Job: Find the line that contains "Note to the class: indicate the green" in the entries below. Output it and each later line exactly, and nothing else.

Dataset:
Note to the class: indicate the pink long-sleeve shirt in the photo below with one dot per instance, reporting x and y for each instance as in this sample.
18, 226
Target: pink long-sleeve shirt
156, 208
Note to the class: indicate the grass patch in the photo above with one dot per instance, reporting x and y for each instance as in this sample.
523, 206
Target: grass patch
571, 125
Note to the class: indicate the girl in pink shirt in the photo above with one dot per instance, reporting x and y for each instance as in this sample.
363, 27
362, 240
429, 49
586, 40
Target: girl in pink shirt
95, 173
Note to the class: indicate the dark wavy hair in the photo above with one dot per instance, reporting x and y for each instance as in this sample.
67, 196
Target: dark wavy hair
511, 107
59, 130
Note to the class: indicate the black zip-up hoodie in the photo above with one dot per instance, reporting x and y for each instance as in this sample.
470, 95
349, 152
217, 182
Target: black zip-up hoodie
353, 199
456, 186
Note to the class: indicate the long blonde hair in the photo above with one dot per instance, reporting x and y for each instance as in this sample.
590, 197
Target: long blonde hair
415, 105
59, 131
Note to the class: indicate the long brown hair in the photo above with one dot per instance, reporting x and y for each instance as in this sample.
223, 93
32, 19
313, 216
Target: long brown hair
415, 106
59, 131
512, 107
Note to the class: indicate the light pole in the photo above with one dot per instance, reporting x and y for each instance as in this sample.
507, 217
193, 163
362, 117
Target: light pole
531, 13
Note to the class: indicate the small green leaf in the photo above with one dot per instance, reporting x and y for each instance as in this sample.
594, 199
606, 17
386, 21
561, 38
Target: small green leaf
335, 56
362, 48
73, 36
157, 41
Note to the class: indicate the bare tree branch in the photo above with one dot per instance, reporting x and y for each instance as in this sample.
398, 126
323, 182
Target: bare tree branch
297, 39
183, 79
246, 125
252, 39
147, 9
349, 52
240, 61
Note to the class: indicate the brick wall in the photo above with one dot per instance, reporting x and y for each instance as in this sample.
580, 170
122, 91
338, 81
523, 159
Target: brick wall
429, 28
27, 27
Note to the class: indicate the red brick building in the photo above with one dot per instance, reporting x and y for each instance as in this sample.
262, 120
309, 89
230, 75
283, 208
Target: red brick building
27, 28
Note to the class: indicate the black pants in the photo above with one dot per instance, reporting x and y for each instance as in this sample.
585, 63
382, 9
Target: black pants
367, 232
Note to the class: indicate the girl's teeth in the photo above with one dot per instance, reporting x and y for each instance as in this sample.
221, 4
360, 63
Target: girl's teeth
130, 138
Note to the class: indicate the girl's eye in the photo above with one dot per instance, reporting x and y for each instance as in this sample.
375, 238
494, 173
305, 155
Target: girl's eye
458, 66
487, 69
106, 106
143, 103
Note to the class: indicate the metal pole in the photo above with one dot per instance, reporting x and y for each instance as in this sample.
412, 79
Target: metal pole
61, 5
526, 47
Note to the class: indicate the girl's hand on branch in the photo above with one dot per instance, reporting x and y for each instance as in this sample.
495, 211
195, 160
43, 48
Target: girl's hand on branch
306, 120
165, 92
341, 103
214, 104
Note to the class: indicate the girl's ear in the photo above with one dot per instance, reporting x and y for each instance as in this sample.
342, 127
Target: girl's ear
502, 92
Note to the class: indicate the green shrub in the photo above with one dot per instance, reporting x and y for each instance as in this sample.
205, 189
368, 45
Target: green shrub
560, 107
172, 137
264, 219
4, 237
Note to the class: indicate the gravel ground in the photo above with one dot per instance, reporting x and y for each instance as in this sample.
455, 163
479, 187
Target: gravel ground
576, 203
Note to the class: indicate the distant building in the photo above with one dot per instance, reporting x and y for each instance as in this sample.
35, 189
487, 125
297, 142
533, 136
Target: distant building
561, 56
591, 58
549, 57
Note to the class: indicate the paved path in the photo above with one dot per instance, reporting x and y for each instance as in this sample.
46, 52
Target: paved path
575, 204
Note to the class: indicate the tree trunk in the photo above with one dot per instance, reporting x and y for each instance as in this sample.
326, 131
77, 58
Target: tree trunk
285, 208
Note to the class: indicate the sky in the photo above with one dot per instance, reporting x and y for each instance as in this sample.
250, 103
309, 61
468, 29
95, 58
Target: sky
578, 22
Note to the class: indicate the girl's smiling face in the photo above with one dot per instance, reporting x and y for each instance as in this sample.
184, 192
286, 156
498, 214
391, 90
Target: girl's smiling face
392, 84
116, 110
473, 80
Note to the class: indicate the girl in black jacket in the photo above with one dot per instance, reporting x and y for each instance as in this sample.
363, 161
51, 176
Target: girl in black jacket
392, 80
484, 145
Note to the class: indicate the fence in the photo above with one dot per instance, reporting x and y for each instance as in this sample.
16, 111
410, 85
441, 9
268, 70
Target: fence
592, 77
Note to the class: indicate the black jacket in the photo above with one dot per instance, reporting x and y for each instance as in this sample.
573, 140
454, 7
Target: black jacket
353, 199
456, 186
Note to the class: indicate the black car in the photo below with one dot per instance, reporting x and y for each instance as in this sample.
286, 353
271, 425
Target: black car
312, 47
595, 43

Exercise solution:
Note to the class: indicate the green shrub in the photo above with one dot per instance, reporting x and y for each instance as in this sample.
205, 189
368, 45
Target: green shrub
560, 107
172, 137
264, 219
4, 237
Note to the class: indicate the gravel ground in the photo above with one dot per instance, reporting x and y for each instance as in this sample.
455, 163
479, 187
Target: gravel ground
576, 203
Note to the class: indicate the distant building in the photo above with one dot per instance, reporting x and y for each instance as in this sample.
35, 189
487, 125
297, 142
533, 136
Target: distant building
561, 56
591, 58
549, 57
Note to the class: indicate the paved path in the photo above with one dot per instance, reporting x and y for each instance as in this sample.
46, 52
Target: paved path
575, 204
Note to the class: indicate the tree trunk in the photo above with one dot per instance, reporting x and y for each instance as in this sample.
326, 131
77, 58
Target: tree trunk
285, 208
Note to the class: indicate the sky in the photo above with one dot per instance, reporting x and y for each instance as in this sample.
250, 103
309, 61
468, 29
95, 58
Target: sky
578, 22
Note to the class: indicate the girl's smiling face in the photo above with one dot per instance, reporting x and y for each instance as in this sample.
184, 192
286, 156
498, 214
391, 90
Target: girl's smiling face
392, 84
116, 110
473, 80
Note to the class: indicate the girl in black jacket in the photo above with one dot per instance, reporting x and y for each instance as in this sample.
363, 161
51, 176
Target: girl in black jacket
392, 80
484, 145
Note to the class: indicate the fence in the photo above with one dot per instance, reporting x and y for each instance as in this sample.
16, 111
410, 85
441, 9
268, 70
Target: fence
592, 77
Note to the class: indicate the black jacket in the photo above with one dot per instance, reporting x and y for each instance as in this sample.
573, 140
454, 7
Target: black jacket
353, 199
456, 186
Note to the class: indicate the black car in the photo below with one dot per instance, reporting x and y for each instance as in this sample.
286, 353
271, 425
Target: black car
312, 47
595, 43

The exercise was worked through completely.